Written instruction.
Pull out every line of the records below that holds the word "granite", and note that case counts.

Data for processing.
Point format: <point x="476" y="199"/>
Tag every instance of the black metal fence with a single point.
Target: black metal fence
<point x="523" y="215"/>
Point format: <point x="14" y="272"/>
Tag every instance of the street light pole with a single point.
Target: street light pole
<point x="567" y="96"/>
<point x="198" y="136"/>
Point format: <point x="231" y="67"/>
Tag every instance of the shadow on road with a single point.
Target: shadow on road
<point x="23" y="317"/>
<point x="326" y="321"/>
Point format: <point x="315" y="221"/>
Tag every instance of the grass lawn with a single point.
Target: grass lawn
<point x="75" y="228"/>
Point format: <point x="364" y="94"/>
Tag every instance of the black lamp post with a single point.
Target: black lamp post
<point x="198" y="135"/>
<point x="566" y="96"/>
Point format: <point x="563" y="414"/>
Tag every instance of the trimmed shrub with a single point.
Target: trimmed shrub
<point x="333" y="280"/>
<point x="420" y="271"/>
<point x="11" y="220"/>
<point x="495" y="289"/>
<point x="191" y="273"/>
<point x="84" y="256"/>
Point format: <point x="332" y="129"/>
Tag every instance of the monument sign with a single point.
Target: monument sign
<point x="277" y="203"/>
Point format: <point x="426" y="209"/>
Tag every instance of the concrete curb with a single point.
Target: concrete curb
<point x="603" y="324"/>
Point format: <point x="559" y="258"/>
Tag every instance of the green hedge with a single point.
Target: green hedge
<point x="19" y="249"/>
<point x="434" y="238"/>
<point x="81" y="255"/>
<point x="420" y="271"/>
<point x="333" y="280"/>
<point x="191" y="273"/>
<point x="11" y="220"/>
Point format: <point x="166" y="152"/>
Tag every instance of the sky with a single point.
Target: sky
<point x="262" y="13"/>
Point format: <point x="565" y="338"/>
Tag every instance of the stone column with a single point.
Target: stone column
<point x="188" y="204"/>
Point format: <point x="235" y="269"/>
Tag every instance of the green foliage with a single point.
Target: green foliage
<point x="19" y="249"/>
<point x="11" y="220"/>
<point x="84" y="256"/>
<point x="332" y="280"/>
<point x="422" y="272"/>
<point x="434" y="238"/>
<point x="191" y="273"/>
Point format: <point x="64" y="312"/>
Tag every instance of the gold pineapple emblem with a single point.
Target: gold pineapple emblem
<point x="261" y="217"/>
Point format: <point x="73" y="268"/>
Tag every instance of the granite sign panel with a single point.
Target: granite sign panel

Task solution.
Tag every instance of the granite sign panel with a single point.
Target: granite sign panel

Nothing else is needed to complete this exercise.